----- Extract -----
Parallel Tool Calls


ID	`parallel_tool_calls`
Category	Optimization
Features	None
Dependencies	None
Risk	Low

Controls the agent’s request-level preference for parallel (multiple per turn) tool calls, and whether the local tool scheduler runs a batch concurrently.

Most providers emit several tool calls in a single turn by default, and Everruns runs independent tool calls concurrently. This capability makes that behavior explicit and configurable: turn it up to actively request batching of independent reads and searches, or turn it down to force strictly one tool call at a time.

Tools

None — this capability only configures the outbound LLM request and the local tool scheduler.

How It Works

The capability resolves a mode into a request-level preference that threads through two places:

The LLM request. On providers that expose a wire control, the preference is sent on the request:
- OpenAI (Chat Completions and Responses), and the OpenAI-compatible MAI and Fireworks providers — the top-level parallel_tool_calls boolean.
----- Data provided -----
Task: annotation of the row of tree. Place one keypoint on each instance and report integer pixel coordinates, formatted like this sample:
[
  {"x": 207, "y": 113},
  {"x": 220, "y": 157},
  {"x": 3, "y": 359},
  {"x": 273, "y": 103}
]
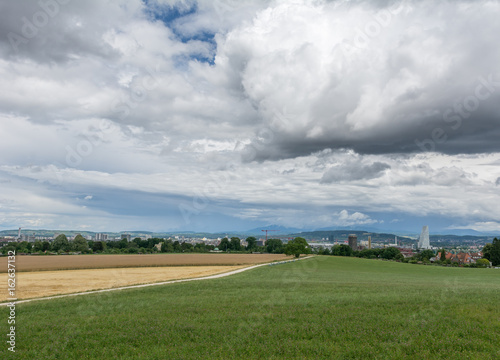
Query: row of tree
[
  {"x": 492, "y": 252},
  {"x": 80, "y": 244},
  {"x": 390, "y": 253}
]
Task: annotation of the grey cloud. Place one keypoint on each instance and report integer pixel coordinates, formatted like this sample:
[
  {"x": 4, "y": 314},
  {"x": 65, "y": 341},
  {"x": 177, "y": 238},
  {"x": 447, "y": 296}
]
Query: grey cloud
[
  {"x": 55, "y": 31},
  {"x": 354, "y": 171},
  {"x": 430, "y": 81}
]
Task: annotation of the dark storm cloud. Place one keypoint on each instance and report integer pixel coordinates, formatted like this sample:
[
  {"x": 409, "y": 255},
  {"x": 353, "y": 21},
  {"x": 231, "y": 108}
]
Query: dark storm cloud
[
  {"x": 354, "y": 171},
  {"x": 406, "y": 77}
]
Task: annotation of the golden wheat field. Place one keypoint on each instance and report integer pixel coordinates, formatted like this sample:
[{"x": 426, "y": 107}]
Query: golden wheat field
[
  {"x": 73, "y": 262},
  {"x": 47, "y": 283}
]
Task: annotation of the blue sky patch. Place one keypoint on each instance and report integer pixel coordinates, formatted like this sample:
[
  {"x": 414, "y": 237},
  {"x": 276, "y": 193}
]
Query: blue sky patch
[{"x": 169, "y": 14}]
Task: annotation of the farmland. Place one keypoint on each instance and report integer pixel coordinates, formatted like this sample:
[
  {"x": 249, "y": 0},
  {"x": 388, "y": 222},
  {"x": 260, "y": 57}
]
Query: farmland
[
  {"x": 73, "y": 262},
  {"x": 319, "y": 308}
]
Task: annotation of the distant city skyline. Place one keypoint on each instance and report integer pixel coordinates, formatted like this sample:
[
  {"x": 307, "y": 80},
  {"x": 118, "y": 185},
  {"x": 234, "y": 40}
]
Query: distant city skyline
[{"x": 231, "y": 115}]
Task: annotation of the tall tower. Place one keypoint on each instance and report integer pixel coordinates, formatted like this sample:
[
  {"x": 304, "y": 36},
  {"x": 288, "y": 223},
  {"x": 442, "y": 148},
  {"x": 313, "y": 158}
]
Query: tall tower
[
  {"x": 423, "y": 241},
  {"x": 353, "y": 242}
]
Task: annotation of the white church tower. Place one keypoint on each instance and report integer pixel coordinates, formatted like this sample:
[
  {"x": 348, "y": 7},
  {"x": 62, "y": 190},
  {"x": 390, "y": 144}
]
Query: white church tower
[{"x": 423, "y": 241}]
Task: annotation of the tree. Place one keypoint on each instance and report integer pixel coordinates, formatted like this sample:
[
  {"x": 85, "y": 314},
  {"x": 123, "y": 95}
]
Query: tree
[
  {"x": 274, "y": 246},
  {"x": 79, "y": 243},
  {"x": 495, "y": 252},
  {"x": 251, "y": 243},
  {"x": 38, "y": 246},
  {"x": 425, "y": 255},
  {"x": 187, "y": 247},
  {"x": 487, "y": 251},
  {"x": 177, "y": 246},
  {"x": 297, "y": 246},
  {"x": 341, "y": 250},
  {"x": 98, "y": 246},
  {"x": 390, "y": 253},
  {"x": 167, "y": 246},
  {"x": 45, "y": 246},
  {"x": 61, "y": 243},
  {"x": 482, "y": 262},
  {"x": 224, "y": 244}
]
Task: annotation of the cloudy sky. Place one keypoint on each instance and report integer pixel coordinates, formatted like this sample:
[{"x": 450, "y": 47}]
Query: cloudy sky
[{"x": 167, "y": 115}]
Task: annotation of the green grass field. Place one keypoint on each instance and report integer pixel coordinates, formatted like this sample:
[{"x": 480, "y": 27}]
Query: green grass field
[{"x": 320, "y": 308}]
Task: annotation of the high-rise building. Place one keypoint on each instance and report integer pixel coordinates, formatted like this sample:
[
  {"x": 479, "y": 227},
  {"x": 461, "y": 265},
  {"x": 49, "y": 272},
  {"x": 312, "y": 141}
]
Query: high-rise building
[
  {"x": 101, "y": 237},
  {"x": 423, "y": 241},
  {"x": 353, "y": 242}
]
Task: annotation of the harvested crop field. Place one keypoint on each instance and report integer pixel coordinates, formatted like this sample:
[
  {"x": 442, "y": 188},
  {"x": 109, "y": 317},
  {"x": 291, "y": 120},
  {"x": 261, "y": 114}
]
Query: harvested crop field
[
  {"x": 74, "y": 262},
  {"x": 47, "y": 283}
]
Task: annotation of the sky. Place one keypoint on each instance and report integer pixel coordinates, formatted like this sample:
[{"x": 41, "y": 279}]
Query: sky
[{"x": 166, "y": 115}]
-----
§ Tasks to perform:
A. What fields appear in the header table of the parallel tool calls documentation, and what value is given for each?
B. Could you continue the parallel tool calls documentation past its last line?
The data were drawn from a different source than the documentation page.

§ Task-by-task outputs:
A.
- ID: `parallel_tool_calls`
- Category: Optimization
- Features: None
- Dependencies: None
- Risk: Low

B.
- OpenRouter — forwarded on the Responses body; ignored by routed providers that do not support it.
- Anthropic — tool_choice.disable_parallel_tool_use (sent only when the request carries tools).
- Gemini and Bedrock have no equivalent request control, so nothing is sent. The local scheduler (below) still honors the preference.
The local tool scheduler. avoid forces the scheduler to run the turn’s tool calls strictly sequentially. This applies to every provider, so avoid is honored even where there is no wire control.

Whether the preference is sent on the wire is gated per provider/model: a driver that cannot express it omits the field rather than risking an API error.

Config

{
  "capabilities": [
    {
      "ref": "parallel_tool_calls",
      "config": { "mode": "prefer" }
    }
  ]
}

Modes

Mode	Provider request	Local scheduler
`prefer` (default)	Request parallel tool calls where supported	Concurrent (class-aware, the default)
`avoid`	Ask for one tool call per turn where supported	Serialized
`none`	Omit — provider default	Concurrent (class-aware, the default)

When the capability is enabled without an explicit mode, the default is prefer. none is equivalent to not enabling the capability; it is useful to neutralize a preference inherited from a parent harness.

The Generic harness and the built-in coding harnesses enable this capability with mode: "prefer" by default.

Precedence

An explicit parallel_tool_calls field set directly on a harness, agent, or session is a lower-level escape hatch and takes precedence over this capability.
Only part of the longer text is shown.